TO DO: When the line containing "Target: raised arm" appears in the entries below, begin printing there and stop after the line containing "Where can the young"; print each of those lines exactly and no other line.

SUPPLIED ENTRIES:
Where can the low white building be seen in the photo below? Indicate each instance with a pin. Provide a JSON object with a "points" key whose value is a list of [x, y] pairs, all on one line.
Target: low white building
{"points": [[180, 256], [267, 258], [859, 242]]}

---

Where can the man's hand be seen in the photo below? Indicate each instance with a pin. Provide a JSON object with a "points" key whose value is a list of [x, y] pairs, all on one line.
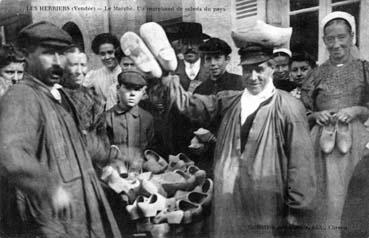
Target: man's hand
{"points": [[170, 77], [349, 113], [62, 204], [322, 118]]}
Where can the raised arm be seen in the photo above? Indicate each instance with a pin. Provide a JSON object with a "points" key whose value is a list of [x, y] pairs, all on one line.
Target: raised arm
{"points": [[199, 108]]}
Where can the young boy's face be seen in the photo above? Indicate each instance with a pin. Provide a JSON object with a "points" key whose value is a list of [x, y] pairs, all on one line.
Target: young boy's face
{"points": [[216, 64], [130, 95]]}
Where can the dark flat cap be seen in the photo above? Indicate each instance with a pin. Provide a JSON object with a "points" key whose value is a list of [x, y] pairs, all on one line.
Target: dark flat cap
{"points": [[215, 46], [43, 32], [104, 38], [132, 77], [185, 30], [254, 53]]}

SOLUTION TO THIS PROBLEM:
Target: raised arm
{"points": [[199, 108]]}
Where can the young boy's face be seen in the photo above? Indicate each instance with a pin. Provide a JSON object with a "points" key whose value is a list of [x, y] pairs, all on one line.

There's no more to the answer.